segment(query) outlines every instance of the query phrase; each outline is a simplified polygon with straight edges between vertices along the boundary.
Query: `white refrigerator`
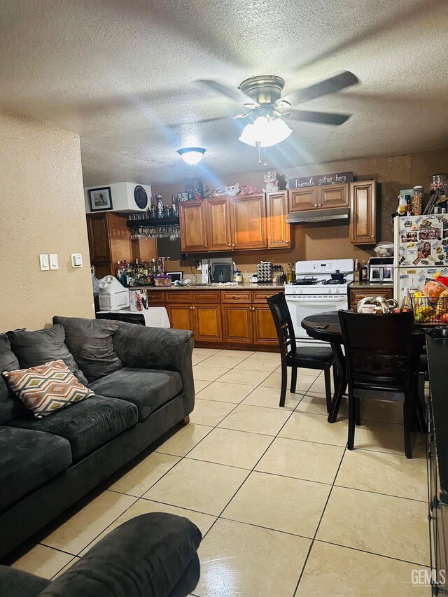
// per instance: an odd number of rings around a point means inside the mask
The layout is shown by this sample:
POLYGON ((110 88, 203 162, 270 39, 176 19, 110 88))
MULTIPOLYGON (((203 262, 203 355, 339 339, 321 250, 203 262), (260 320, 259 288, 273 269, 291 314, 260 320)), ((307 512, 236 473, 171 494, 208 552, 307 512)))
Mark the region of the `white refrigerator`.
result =
POLYGON ((421 290, 440 272, 448 274, 448 214, 398 216, 393 223, 393 297, 407 286, 421 290))

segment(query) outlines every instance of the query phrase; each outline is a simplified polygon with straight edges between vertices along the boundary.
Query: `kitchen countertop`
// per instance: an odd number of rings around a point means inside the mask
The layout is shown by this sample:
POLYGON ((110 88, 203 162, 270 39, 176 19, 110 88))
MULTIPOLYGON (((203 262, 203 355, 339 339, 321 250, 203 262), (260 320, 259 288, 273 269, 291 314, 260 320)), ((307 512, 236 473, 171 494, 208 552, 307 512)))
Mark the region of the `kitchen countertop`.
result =
POLYGON ((360 282, 351 282, 349 284, 353 290, 363 290, 370 288, 393 288, 393 282, 369 282, 365 280, 360 282))
POLYGON ((169 286, 130 286, 130 290, 136 290, 141 288, 149 288, 151 290, 284 290, 283 284, 274 284, 260 282, 259 284, 251 284, 250 283, 235 282, 232 283, 218 284, 188 284, 186 286, 175 286, 172 284, 169 286))

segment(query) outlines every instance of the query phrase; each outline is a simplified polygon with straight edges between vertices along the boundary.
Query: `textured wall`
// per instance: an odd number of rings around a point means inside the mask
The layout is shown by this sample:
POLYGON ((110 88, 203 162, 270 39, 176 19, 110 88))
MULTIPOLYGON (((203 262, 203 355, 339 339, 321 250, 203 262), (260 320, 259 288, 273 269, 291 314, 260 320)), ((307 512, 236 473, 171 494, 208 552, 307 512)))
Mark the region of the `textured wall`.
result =
POLYGON ((0 111, 0 332, 92 317, 79 137, 0 111), (42 253, 58 253, 59 269, 41 272, 42 253), (83 267, 71 267, 71 253, 83 267))
MULTIPOLYGON (((204 162, 206 160, 206 154, 204 162)), ((254 161, 255 153, 254 150, 254 161)), ((263 169, 246 174, 234 174, 225 176, 223 184, 241 184, 262 185, 263 169)), ((448 170, 448 148, 420 153, 407 153, 386 157, 371 157, 362 160, 349 160, 329 164, 298 167, 286 170, 286 178, 311 176, 313 174, 332 174, 333 172, 354 173, 356 179, 373 179, 377 185, 377 239, 392 240, 393 231, 391 214, 397 209, 397 195, 400 189, 411 188, 414 185, 423 185, 425 193, 429 192, 428 176, 441 174, 448 170)), ((192 168, 192 177, 195 174, 192 168)), ((205 178, 204 185, 213 189, 214 185, 205 178)), ((167 202, 173 193, 183 190, 181 184, 153 185, 153 193, 161 192, 164 201, 167 202)), ((348 224, 331 223, 314 224, 295 224, 291 227, 294 246, 289 251, 270 252, 251 251, 235 253, 234 260, 243 271, 255 272, 255 264, 262 259, 269 258, 274 263, 285 265, 290 261, 302 259, 328 259, 329 257, 344 258, 358 258, 361 260, 374 255, 373 246, 356 246, 350 244, 348 224)), ((194 258, 190 261, 194 262, 194 258)), ((190 272, 191 263, 182 261, 180 267, 190 272)), ((170 269, 177 268, 178 262, 170 264, 170 269)))

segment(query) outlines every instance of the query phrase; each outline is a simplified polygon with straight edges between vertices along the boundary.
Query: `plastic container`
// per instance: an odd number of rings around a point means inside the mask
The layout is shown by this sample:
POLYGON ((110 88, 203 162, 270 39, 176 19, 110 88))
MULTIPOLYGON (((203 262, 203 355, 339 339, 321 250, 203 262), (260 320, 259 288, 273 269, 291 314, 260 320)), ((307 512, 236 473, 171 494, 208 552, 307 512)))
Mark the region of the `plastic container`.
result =
POLYGON ((154 282, 156 286, 169 286, 171 285, 171 276, 155 276, 154 282))

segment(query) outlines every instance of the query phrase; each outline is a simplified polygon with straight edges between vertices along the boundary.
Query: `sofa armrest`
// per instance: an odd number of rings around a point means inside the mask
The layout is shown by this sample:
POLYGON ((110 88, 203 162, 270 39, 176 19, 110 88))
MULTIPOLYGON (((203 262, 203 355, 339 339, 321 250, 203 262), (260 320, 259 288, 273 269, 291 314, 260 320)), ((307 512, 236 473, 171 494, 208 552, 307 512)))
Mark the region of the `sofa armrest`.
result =
POLYGON ((196 574, 190 571, 201 539, 199 528, 186 518, 142 514, 107 535, 41 597, 188 595, 199 580, 199 566, 196 574))
POLYGON ((125 367, 180 373, 183 416, 190 414, 195 405, 191 360, 194 346, 192 332, 171 328, 146 328, 122 322, 113 339, 113 348, 125 367))

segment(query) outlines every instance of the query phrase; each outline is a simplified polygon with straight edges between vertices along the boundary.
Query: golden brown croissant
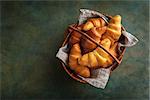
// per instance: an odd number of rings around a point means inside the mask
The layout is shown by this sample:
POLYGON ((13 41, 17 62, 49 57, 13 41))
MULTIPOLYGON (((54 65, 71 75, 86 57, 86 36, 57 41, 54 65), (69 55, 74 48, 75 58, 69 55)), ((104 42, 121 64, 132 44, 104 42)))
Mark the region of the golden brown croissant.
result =
MULTIPOLYGON (((101 41, 101 45, 109 50, 111 41, 109 39, 104 39, 101 41)), ((78 63, 83 66, 88 66, 89 68, 99 68, 105 67, 107 62, 110 62, 109 60, 109 55, 104 50, 97 47, 92 52, 86 53, 79 58, 78 63)))
MULTIPOLYGON (((83 27, 83 25, 80 25, 80 26, 77 27, 77 29, 81 30, 82 27, 83 27)), ((80 38, 81 38, 81 34, 77 31, 73 31, 71 33, 71 36, 70 36, 70 39, 69 39, 69 44, 74 45, 74 44, 80 42, 80 38)))
POLYGON ((77 59, 81 57, 81 49, 78 43, 74 44, 69 54, 69 66, 77 74, 83 77, 90 77, 90 70, 86 66, 79 65, 77 59))
MULTIPOLYGON (((91 30, 87 31, 87 35, 93 38, 97 43, 100 42, 101 36, 105 33, 106 26, 103 27, 93 27, 91 30)), ((86 37, 82 36, 81 38, 81 47, 83 48, 84 53, 88 53, 96 48, 96 45, 87 39, 86 37)))
POLYGON ((88 31, 93 27, 103 27, 106 23, 102 18, 91 18, 83 26, 84 31, 88 31))
POLYGON ((114 44, 114 42, 117 41, 120 36, 121 36, 121 16, 116 15, 112 17, 112 19, 110 20, 106 33, 102 36, 102 39, 109 38, 112 44, 114 44))

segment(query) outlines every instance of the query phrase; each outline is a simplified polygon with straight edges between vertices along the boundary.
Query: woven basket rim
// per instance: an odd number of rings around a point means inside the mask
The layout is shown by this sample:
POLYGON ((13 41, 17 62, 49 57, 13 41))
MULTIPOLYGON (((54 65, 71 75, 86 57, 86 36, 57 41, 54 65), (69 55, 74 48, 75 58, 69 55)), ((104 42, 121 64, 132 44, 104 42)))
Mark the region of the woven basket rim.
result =
MULTIPOLYGON (((111 16, 107 16, 107 17, 111 18, 111 16)), ((78 26, 78 24, 72 24, 71 26, 78 26)), ((69 28, 67 28, 67 29, 69 29, 69 28)), ((126 31, 125 28, 123 27, 123 25, 121 26, 121 31, 126 31)), ((64 34, 66 36, 65 36, 65 39, 64 39, 63 44, 62 44, 61 47, 63 47, 67 43, 67 41, 69 39, 69 36, 71 35, 71 32, 69 33, 68 31, 66 31, 64 34)), ((125 51, 126 51, 126 47, 123 47, 122 53, 118 57, 118 59, 120 60, 120 63, 122 62, 122 58, 123 58, 123 55, 124 55, 125 51)), ((115 68, 117 68, 120 63, 116 63, 116 61, 115 61, 111 66, 109 66, 109 67, 112 67, 111 71, 113 71, 115 68)), ((63 62, 61 62, 61 64, 62 64, 64 70, 74 80, 79 81, 81 83, 87 83, 86 81, 82 80, 79 76, 77 76, 77 74, 73 73, 70 68, 67 68, 67 66, 65 66, 65 64, 63 62)))

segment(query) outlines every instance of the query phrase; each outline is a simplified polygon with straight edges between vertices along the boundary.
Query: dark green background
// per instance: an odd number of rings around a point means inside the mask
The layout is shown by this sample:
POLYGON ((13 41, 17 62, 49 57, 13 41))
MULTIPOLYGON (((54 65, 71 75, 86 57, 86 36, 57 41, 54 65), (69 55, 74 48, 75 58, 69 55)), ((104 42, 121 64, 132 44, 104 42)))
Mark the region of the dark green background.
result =
POLYGON ((148 1, 0 3, 2 99, 148 100, 148 1), (55 57, 80 8, 120 14, 127 31, 139 39, 104 90, 73 80, 55 57))

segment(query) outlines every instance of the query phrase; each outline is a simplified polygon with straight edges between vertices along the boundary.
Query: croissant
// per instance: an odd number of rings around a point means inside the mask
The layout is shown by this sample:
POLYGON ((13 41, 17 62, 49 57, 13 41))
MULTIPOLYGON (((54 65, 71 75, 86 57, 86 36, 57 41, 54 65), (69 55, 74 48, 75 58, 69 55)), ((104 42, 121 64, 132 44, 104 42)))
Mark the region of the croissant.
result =
MULTIPOLYGON (((87 31, 87 35, 93 38, 97 43, 100 42, 101 36, 105 33, 106 26, 103 27, 93 27, 91 30, 87 31)), ((81 38, 81 47, 83 48, 84 53, 88 53, 96 48, 96 45, 87 39, 86 37, 82 36, 81 38)))
MULTIPOLYGON (((81 30, 82 27, 83 27, 83 25, 80 25, 80 26, 77 27, 77 29, 81 30)), ((70 39, 69 39, 69 44, 74 45, 74 44, 80 42, 80 38, 81 38, 81 34, 77 31, 73 31, 71 33, 71 36, 70 36, 70 39)))
MULTIPOLYGON (((104 39, 101 41, 101 45, 109 50, 111 41, 109 39, 104 39)), ((84 54, 81 58, 78 59, 78 63, 83 66, 88 66, 89 68, 98 68, 98 67, 105 67, 107 62, 110 62, 109 55, 102 50, 101 48, 97 47, 92 52, 84 54)))
POLYGON ((77 59, 81 57, 81 49, 78 43, 74 44, 69 54, 69 66, 77 74, 83 77, 90 77, 90 70, 86 66, 79 65, 77 59))
POLYGON ((114 42, 117 41, 120 36, 121 36, 121 16, 116 15, 112 17, 112 19, 110 20, 106 33, 102 36, 102 39, 109 38, 112 44, 114 44, 114 42))
POLYGON ((102 18, 91 18, 83 26, 84 31, 88 31, 93 27, 103 27, 106 23, 102 18))

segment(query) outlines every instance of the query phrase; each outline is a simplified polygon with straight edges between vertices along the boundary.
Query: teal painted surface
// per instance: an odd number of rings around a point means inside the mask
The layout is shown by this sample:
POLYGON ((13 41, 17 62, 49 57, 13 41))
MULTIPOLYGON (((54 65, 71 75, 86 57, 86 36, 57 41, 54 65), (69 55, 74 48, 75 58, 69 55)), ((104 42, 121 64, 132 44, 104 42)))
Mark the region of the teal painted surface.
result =
POLYGON ((148 2, 1 2, 2 99, 148 100, 148 2), (140 40, 128 48, 107 87, 73 80, 55 54, 80 8, 122 16, 140 40))

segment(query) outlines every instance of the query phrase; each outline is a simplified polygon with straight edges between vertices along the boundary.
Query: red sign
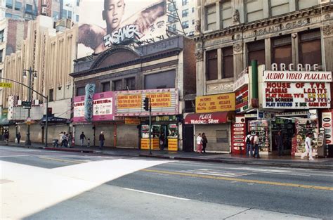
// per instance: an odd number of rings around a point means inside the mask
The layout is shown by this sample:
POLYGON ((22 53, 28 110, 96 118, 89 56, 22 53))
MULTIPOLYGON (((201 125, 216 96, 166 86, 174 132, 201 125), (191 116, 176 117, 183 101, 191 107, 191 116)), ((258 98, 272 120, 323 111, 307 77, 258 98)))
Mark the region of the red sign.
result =
POLYGON ((207 114, 189 114, 185 117, 185 124, 222 124, 230 121, 230 112, 207 114))

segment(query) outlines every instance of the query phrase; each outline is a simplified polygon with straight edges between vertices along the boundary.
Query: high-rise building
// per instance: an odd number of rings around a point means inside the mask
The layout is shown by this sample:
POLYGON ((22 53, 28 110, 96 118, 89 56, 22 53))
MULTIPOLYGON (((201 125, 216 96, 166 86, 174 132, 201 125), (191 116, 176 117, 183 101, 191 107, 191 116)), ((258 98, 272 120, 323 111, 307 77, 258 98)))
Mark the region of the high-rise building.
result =
POLYGON ((178 34, 192 36, 195 30, 195 1, 169 0, 168 30, 178 34))

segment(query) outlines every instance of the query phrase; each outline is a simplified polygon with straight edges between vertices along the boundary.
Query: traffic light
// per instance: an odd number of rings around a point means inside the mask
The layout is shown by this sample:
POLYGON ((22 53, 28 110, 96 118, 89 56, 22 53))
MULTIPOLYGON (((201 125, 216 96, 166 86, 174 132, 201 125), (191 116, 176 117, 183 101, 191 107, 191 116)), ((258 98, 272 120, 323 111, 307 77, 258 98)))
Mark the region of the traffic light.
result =
POLYGON ((143 101, 143 105, 146 111, 149 111, 149 98, 145 98, 143 101))

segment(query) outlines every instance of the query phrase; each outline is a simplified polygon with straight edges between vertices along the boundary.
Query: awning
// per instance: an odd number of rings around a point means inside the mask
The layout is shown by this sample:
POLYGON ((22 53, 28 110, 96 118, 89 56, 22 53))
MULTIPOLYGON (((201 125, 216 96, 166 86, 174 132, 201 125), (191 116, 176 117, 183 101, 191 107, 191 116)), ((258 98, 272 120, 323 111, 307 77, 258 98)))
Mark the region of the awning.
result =
MULTIPOLYGON (((41 122, 45 123, 46 122, 46 117, 43 117, 41 122)), ((66 118, 58 117, 54 116, 49 116, 48 117, 48 123, 70 123, 70 119, 66 118)))
POLYGON ((231 122, 235 119, 235 112, 218 112, 203 114, 188 114, 185 117, 185 124, 210 124, 231 122))

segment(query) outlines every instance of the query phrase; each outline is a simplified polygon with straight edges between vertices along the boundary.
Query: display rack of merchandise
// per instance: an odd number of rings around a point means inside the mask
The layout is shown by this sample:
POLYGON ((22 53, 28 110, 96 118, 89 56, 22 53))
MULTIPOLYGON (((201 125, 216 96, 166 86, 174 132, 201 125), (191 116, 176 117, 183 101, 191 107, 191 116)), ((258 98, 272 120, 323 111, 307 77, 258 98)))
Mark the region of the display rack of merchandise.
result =
POLYGON ((259 134, 259 148, 260 151, 270 151, 270 129, 268 122, 266 120, 255 120, 249 122, 249 131, 251 134, 255 135, 256 132, 259 134))
POLYGON ((317 155, 317 138, 318 134, 318 119, 299 119, 296 121, 296 134, 297 138, 297 148, 294 148, 296 152, 292 152, 295 156, 300 156, 305 151, 305 139, 308 133, 313 134, 313 155, 317 155))

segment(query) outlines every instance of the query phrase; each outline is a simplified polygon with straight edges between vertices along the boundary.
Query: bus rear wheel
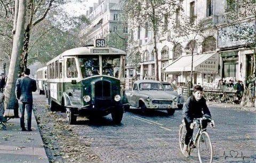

+ + + + + + +

▶ _EXERCISE INSTRUCTIONS_:
How many lines in the rows above contain the string "countertop"? Case counts. Reply with the number only.

▶ _SOLUTION TO THIS PROBLEM_:
2